[begin Given records]
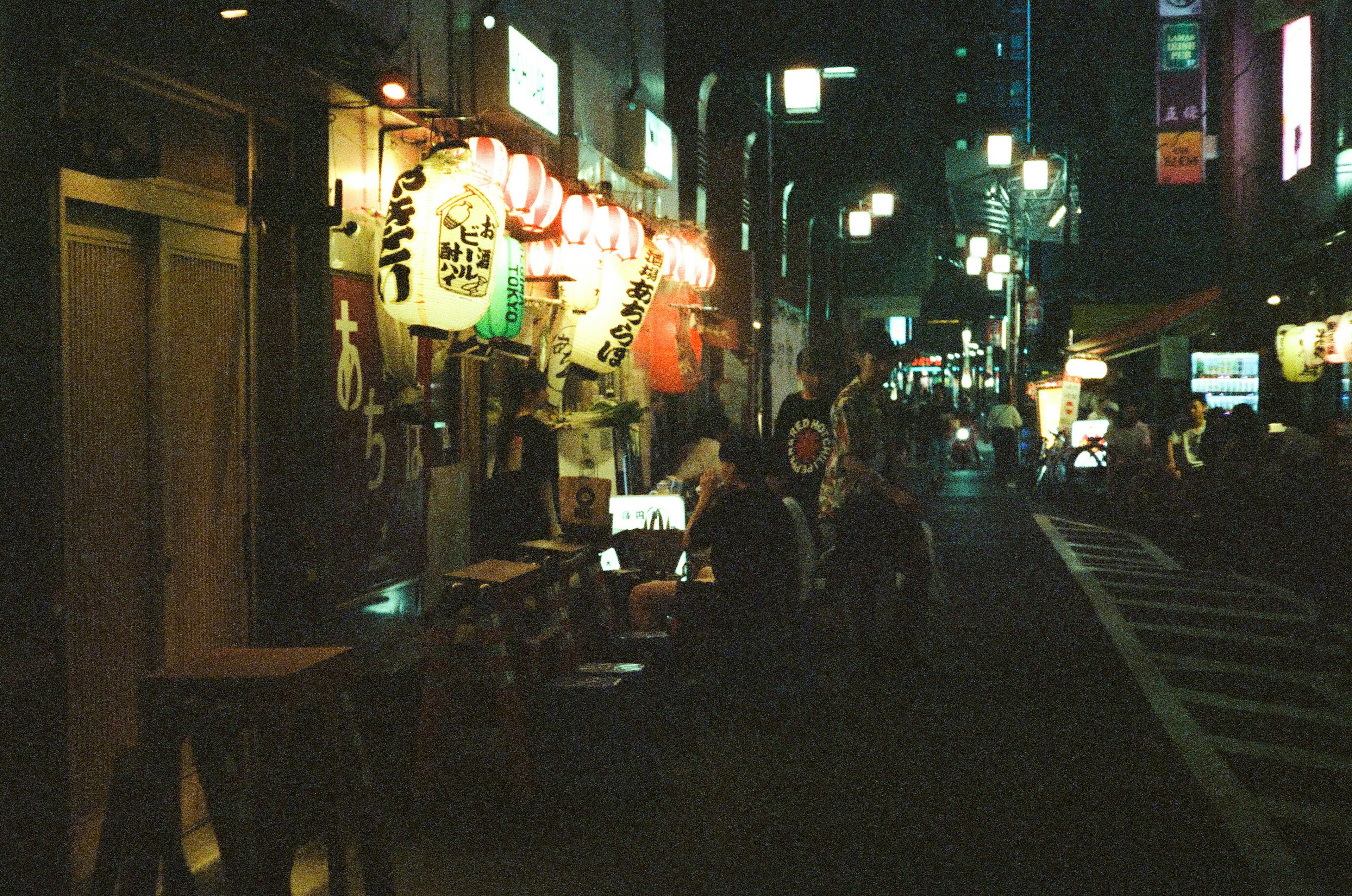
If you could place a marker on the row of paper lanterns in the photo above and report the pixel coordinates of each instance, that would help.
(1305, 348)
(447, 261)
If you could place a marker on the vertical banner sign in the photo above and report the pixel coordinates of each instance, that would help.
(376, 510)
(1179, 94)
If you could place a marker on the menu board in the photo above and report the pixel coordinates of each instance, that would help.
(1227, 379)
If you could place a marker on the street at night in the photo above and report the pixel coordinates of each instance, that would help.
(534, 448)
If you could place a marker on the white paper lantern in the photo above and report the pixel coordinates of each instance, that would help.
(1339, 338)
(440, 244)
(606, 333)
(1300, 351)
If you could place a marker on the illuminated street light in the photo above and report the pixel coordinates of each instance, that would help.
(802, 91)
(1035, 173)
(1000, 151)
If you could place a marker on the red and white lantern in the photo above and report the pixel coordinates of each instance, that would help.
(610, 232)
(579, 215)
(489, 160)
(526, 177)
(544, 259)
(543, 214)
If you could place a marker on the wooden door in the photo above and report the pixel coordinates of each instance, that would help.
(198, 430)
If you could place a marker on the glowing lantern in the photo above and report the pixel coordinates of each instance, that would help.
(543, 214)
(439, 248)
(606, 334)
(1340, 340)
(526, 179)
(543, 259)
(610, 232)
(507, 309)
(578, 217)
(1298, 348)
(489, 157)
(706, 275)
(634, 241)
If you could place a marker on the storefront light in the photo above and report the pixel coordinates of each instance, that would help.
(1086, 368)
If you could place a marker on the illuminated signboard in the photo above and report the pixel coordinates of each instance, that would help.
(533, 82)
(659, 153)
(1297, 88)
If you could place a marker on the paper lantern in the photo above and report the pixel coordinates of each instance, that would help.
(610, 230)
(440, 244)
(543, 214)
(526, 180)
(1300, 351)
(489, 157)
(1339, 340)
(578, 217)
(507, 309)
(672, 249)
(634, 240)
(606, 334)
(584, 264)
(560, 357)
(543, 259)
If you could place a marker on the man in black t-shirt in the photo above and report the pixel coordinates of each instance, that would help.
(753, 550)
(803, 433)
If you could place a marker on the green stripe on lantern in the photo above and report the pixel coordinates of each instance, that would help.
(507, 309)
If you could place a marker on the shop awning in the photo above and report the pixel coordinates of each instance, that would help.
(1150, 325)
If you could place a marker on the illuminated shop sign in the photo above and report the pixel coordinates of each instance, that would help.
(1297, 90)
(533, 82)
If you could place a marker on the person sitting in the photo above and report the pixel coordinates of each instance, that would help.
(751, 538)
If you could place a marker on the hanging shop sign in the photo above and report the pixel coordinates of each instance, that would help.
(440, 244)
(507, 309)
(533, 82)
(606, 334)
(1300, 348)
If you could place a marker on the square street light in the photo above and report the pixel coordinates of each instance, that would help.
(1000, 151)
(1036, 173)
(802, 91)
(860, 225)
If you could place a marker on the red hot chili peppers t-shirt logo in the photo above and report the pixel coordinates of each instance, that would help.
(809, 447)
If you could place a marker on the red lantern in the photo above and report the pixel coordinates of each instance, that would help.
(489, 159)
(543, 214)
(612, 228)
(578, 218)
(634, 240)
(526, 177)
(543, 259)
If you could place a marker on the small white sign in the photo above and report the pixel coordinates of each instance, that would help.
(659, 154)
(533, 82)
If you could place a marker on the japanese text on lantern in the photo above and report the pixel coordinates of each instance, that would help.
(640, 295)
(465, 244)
[end Given records]
[begin Given records]
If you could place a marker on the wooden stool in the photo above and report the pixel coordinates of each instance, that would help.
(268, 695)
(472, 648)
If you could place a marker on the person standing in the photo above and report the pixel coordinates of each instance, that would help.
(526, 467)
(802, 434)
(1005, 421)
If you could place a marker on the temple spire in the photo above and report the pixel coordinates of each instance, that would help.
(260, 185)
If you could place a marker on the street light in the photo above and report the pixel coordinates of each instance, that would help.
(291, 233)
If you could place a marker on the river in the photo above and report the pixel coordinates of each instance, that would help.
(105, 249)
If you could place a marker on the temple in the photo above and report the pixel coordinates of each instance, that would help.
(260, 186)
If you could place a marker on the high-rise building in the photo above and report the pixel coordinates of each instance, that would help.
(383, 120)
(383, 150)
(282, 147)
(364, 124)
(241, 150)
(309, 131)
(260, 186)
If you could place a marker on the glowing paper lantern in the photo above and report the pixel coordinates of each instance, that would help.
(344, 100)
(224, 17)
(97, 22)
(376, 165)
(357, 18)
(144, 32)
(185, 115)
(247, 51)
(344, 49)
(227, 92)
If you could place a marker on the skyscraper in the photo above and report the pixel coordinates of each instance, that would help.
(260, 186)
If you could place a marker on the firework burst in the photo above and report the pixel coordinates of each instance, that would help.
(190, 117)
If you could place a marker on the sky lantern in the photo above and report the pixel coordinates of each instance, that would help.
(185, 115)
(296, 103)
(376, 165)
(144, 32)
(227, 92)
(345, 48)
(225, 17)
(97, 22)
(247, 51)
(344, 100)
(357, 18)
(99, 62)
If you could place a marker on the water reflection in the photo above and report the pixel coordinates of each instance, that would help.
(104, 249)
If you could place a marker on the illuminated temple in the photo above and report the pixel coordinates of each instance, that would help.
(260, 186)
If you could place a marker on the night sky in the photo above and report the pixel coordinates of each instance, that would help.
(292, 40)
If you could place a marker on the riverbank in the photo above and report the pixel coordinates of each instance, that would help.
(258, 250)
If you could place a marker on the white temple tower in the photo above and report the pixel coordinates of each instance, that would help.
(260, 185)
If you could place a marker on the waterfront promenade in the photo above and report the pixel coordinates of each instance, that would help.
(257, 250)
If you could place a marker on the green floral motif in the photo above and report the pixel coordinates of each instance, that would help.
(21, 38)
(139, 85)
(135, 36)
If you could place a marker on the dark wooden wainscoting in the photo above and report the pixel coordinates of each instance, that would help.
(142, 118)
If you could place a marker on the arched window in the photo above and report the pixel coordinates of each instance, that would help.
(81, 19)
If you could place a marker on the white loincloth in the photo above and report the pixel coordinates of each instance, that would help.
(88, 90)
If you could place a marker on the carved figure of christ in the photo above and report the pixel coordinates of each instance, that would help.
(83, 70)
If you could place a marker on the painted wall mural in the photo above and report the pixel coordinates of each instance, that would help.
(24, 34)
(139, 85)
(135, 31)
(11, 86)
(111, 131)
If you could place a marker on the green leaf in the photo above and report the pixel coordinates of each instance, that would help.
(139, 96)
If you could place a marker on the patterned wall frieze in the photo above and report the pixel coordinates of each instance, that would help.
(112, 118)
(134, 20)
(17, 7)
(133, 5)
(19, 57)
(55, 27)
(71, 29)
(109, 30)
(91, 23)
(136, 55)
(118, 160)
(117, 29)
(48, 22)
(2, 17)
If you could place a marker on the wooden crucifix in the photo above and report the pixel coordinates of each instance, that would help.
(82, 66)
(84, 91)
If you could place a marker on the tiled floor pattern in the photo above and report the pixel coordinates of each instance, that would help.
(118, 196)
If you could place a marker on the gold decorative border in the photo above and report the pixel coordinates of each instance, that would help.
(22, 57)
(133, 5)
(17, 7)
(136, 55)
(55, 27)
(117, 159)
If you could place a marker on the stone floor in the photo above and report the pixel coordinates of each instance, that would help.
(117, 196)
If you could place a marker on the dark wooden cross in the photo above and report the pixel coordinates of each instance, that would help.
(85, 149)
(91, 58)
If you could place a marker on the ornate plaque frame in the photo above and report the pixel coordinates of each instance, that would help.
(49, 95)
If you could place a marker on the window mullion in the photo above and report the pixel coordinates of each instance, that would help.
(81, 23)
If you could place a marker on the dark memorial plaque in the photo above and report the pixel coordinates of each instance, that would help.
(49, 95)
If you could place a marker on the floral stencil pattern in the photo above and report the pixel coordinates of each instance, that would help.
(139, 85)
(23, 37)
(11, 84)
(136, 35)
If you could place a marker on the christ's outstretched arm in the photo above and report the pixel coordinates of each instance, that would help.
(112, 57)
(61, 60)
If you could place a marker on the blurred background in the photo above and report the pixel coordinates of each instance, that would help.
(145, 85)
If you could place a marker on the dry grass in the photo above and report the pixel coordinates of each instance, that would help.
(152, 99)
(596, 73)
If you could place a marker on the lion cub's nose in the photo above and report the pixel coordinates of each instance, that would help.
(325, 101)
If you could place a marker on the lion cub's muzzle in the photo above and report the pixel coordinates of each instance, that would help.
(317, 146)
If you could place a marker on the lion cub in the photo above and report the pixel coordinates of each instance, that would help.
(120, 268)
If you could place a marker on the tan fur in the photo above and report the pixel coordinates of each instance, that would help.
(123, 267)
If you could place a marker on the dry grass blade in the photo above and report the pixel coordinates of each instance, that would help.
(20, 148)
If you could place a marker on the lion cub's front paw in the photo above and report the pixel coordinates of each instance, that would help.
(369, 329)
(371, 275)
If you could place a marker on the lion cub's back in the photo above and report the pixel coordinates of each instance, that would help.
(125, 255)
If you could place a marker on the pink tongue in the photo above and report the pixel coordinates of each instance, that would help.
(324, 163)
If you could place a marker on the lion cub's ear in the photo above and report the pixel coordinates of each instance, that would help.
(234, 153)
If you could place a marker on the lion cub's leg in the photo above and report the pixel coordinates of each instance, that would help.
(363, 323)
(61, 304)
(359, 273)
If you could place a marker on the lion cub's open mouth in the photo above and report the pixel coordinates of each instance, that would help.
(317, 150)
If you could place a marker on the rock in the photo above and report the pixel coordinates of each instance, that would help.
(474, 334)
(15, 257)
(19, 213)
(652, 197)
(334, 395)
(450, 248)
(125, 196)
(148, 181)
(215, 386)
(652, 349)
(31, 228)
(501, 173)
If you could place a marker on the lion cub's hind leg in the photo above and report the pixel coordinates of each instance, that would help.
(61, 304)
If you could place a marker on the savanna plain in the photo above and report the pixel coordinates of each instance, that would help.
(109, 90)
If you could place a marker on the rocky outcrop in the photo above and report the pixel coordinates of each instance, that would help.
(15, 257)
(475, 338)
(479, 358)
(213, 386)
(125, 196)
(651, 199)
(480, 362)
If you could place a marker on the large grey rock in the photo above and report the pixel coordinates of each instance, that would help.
[end Given records]
List every line of the items above that contains the string "person", treating uppercase and lowercase letters as distinct.

== Reply to the task ==
If you could place a marker on the person sitting in the photo above and report the pixel coordinates of each instance, that would help.
If you could place a marker on the person standing in the photo above and report the pixel coordinates of each instance, that would help.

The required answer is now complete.